Optimism is important to our physical and mental health, but what if it doesn’t come naturally? Dr. Robin Witmer-Kline, PhD, LPC at Keystone Behavioral Health and keynote speaker at the upcoming "Eat Sleep Run Grow" event, shares what to do to be more optimistic.
Some people are born with personality traits that lean more toward happiness and optimism, but the good news is, if it doesn’t come naturally, it can be learned. Optimism also must be practiced. When someone practices anything over and over again, they become an expert at it. It’s important to try, since pessimism actually can lower the immune system which then makes a person vulnerable to disease.
Learn to change
We all experience negative thoughts from time to time based on the effects of reality; however, focusing on what you can change and taking steps toward creating a better tomorrow are important for a feeling of self-control. However, there are some things that we cannot change, so we learn that we must change our attitude by trying to see it as an opportunity to grow. We ourselves become our own barriers or our own heroes.
When we have trouble adjusting to our situation or start thinking self-defeating thoughts, this is a sign of trouble and we may want to seek help. We must ask ourselves “Is this way of thinking productive or unproductive?” If it is unproductive than you are exerting energy into a void—this is a signal to start making changes.
Reframe Your Thoughts
When you catch yourself saying something negative, reframe it. Instead think—I may not be where I want to be, but at least I’m not where I used to be and every day is a chance to do something to make it better. So do a realistic inventory and then take steps to change something that is bothering you and then keep practicing it in your behaviors, and this changes your thoughts and then finally your emotions will catch up and come into alignment with the rest.
Practice, practice, practice. Optimism is on a large part a skill that must be practiced. Research has shown that anything that is practiced over and over again, will actually change brain pathways and create changes in the way we act, think and feel. This can be both negative or positive. So practice the positive and become addicted to that!

• • • • •

- WORK INSTRUCTION 1 -
Rewrite the part of the optimism passage that opens with the words containing "Learn to change" and closes with "our own heroes.", substituting "obstacles" for "barriers".
- WORK INSTRUCTION 2 -
Answer these questions from the optimism passage.
(a) Where does Dr. Robin Witmer-Kline work?
(b) What can pessimism lower?
(c) What question does the passage say we must ask ourselves?
None of the entries are needed.

- DATA PROVIDED -
• • • • •

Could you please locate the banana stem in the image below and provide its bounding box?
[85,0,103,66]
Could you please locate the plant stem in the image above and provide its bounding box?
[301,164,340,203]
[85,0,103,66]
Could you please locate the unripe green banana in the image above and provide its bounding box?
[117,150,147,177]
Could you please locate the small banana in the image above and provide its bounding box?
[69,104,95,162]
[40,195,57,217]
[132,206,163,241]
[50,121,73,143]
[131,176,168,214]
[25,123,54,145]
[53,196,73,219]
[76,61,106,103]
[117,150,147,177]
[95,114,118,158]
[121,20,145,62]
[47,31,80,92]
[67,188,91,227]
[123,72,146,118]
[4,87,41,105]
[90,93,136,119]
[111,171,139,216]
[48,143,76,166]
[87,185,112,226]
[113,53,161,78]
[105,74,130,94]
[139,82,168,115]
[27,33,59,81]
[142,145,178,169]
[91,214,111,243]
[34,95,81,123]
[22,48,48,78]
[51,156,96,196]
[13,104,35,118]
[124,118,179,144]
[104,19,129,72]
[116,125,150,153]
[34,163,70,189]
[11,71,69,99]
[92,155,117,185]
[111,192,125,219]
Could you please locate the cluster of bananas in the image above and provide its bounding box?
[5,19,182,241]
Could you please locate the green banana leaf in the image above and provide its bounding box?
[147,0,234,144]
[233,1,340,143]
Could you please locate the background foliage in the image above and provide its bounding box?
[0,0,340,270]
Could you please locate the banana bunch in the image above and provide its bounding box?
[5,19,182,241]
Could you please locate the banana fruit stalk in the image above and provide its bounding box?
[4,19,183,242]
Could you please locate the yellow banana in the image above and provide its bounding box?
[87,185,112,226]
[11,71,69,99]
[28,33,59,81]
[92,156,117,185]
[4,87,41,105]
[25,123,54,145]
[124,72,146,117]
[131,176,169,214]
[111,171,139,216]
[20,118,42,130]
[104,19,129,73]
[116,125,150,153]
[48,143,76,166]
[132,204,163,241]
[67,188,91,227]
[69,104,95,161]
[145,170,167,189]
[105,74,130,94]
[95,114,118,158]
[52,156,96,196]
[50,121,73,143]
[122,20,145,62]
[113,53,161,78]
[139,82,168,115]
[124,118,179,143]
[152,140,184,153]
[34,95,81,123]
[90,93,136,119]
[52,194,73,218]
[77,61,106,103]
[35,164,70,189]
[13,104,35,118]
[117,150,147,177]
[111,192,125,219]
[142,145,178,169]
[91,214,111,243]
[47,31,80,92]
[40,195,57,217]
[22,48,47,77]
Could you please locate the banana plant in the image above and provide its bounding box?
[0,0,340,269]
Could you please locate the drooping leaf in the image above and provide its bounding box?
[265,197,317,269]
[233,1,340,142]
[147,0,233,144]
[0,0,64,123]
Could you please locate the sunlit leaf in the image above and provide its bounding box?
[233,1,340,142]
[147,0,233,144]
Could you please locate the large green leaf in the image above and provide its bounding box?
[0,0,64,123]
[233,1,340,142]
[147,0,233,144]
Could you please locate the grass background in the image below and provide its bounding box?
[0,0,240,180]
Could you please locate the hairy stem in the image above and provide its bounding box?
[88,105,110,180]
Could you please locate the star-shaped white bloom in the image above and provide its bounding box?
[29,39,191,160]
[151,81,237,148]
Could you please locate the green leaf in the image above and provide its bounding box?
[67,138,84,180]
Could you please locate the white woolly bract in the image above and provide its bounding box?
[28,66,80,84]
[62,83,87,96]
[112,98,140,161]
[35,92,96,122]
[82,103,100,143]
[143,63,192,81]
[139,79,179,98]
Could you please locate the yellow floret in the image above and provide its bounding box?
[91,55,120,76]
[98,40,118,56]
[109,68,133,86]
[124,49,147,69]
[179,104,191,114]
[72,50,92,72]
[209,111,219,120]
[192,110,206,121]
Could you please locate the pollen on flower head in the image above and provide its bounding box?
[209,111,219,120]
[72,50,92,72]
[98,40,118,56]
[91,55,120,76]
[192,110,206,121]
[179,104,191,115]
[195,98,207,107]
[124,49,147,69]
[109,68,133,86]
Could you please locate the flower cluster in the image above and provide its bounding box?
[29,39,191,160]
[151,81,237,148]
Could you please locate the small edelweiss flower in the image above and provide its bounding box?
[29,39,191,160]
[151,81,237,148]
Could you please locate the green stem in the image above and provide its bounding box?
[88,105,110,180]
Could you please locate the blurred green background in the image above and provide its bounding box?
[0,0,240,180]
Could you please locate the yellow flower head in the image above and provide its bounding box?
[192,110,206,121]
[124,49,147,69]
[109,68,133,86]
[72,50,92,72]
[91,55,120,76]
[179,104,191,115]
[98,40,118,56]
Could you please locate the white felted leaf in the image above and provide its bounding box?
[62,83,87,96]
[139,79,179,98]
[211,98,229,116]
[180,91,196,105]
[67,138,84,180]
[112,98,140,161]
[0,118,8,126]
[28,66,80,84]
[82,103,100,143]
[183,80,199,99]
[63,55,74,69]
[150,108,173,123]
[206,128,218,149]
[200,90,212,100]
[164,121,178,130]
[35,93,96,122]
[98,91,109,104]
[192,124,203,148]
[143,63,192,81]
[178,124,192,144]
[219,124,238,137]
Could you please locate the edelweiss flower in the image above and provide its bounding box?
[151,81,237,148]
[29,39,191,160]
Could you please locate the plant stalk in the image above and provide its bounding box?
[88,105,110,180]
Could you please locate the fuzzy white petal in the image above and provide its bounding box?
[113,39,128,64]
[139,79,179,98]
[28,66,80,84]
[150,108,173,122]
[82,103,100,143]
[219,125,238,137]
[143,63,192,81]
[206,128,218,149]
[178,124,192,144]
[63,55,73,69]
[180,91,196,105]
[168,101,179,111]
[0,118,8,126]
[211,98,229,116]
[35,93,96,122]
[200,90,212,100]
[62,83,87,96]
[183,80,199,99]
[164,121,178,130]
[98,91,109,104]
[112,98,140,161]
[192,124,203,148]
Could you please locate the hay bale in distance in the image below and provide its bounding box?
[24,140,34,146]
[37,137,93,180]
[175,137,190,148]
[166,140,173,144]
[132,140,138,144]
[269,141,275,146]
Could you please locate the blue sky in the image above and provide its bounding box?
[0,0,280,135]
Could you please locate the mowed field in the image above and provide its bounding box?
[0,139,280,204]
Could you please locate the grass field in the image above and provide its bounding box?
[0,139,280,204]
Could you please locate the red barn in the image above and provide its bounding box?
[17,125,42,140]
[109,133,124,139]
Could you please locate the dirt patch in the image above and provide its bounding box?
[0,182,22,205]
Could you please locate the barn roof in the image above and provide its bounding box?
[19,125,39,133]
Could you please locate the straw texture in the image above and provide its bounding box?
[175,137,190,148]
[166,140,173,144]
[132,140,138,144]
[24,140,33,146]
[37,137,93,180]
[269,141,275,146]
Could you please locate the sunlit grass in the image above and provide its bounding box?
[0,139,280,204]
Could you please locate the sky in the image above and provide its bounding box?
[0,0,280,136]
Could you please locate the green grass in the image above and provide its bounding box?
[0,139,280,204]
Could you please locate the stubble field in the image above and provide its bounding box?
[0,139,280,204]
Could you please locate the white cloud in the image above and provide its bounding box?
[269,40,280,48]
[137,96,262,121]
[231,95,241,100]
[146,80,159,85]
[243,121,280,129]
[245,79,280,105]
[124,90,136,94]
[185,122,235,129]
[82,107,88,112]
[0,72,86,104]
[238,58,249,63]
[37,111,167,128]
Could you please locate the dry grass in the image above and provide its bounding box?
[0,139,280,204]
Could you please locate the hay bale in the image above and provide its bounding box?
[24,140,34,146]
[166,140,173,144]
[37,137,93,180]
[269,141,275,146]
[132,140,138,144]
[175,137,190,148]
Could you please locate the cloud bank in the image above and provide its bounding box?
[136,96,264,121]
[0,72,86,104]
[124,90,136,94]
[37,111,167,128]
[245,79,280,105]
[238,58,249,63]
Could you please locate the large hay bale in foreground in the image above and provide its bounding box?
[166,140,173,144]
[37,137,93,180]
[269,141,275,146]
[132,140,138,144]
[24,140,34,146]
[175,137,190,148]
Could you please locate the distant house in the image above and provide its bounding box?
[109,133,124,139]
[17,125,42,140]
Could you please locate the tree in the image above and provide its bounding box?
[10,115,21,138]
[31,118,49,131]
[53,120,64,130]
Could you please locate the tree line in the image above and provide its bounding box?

• • • • •

- EXERCISE ANSWER 1 -
Learn to change
We all experience negative thoughts from time to time based on the effects of reality; however, focusing on what you can change and taking steps toward creating a better tomorrow are important for a feeling of self-control. However, there are some things that we cannot change, so we learn that we must change our attitude by trying to see it as an opportunity to grow. We ourselves become our own obstacles or our own heroes.

- EXERCISE ANSWER 2 -
(a) Keystone Behavioral Health
(b) The immune system
(c) "Is this way of thinking productive or unproductive?"